EXERCISE INPUTS:

———

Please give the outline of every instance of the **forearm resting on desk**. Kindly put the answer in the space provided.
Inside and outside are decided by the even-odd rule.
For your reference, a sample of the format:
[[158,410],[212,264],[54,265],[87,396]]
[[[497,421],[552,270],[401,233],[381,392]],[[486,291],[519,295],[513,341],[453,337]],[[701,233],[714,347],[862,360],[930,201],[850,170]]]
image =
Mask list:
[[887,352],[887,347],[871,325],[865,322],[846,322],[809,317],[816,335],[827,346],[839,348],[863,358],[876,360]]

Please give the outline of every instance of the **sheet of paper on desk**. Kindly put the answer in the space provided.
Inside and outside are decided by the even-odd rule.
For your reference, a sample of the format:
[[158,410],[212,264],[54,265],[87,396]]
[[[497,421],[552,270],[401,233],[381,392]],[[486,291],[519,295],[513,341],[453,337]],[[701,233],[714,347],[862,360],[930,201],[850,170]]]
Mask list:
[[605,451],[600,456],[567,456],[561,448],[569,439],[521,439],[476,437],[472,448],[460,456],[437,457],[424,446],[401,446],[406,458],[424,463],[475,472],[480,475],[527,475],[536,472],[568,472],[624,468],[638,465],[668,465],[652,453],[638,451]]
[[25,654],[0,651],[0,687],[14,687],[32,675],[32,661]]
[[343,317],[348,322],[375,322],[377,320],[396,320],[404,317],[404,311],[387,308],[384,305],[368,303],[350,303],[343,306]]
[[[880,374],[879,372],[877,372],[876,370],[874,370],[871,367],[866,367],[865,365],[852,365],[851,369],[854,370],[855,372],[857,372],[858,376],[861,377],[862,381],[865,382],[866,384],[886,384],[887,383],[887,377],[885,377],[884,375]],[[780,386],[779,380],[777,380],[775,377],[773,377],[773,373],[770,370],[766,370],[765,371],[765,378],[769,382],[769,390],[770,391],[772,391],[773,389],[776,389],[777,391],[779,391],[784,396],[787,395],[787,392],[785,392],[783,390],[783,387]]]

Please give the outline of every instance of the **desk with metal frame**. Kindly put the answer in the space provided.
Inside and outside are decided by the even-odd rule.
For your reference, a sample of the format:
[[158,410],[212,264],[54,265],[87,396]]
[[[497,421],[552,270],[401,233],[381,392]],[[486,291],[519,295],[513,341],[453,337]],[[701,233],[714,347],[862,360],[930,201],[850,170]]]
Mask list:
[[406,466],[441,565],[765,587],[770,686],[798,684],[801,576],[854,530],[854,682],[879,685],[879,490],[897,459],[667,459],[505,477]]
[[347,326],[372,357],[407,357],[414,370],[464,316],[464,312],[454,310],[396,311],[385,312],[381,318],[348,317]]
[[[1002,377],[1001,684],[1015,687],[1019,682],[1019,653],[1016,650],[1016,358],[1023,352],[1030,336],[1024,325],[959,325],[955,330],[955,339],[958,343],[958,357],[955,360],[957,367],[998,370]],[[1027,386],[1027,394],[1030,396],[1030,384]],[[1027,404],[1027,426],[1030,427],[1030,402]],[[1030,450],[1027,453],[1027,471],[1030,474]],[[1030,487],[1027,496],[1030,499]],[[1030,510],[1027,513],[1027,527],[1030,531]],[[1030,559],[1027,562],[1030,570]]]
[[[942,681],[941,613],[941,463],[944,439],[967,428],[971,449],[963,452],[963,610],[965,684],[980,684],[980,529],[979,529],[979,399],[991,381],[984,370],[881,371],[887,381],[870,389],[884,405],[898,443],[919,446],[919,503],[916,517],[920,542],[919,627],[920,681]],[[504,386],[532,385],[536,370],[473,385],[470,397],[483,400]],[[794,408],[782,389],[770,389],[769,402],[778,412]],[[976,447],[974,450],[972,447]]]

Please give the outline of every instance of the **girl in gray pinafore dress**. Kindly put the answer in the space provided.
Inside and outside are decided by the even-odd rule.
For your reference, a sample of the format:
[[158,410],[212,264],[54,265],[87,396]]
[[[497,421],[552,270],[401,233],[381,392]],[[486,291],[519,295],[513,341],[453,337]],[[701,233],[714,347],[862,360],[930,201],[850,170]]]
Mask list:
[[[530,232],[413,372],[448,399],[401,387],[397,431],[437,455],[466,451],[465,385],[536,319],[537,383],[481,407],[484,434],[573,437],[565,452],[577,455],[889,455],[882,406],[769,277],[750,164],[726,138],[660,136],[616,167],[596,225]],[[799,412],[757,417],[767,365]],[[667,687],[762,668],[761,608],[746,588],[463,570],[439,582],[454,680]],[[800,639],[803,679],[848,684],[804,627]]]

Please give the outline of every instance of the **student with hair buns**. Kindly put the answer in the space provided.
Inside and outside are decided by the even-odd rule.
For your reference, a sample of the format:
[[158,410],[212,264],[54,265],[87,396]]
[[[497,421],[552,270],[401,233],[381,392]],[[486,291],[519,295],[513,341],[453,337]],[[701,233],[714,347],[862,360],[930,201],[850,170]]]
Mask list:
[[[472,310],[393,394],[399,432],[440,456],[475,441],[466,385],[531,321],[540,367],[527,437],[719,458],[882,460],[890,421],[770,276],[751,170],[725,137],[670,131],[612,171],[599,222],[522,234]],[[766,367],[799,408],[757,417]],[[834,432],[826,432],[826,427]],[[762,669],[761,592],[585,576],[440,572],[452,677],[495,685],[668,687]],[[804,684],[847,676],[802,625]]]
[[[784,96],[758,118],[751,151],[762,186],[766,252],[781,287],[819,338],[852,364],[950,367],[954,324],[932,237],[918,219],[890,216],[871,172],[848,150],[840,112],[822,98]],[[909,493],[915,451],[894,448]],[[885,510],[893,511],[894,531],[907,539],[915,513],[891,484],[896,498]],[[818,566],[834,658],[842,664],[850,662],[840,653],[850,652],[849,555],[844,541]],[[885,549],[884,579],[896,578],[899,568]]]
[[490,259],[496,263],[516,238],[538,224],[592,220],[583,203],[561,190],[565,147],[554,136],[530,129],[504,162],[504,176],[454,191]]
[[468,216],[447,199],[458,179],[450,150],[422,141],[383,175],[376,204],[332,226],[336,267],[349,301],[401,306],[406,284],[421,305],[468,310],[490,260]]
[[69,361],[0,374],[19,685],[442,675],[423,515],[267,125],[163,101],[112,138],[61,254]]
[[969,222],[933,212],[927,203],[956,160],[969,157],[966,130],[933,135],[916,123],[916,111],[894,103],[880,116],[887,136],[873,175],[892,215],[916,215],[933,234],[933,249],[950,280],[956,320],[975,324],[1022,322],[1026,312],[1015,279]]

———

Write out exactly the lines between the start of the entries and the line containing "Please give the outline of every instance of the **sheet", including that line and the first one.

Please give the outline of every instance of the **forearm resting on desk**. Kindly put the answer in the space provided.
Inside and outside are decided by the even-odd rule.
For your reference, a sample of the format:
[[158,410],[212,264],[54,265],[87,396]]
[[[497,421],[552,270],[401,233],[381,392]],[[486,291],[519,295],[513,341],[453,337]],[[701,233],[714,347],[862,360],[930,201],[850,170]]]
image =
Mask list:
[[887,352],[887,347],[871,325],[865,322],[846,322],[809,317],[816,335],[827,346],[839,348],[863,358],[876,360]]

Please give the outline of every instance of the **sheet of paper on desk**. Kindly put the answer in the space provided.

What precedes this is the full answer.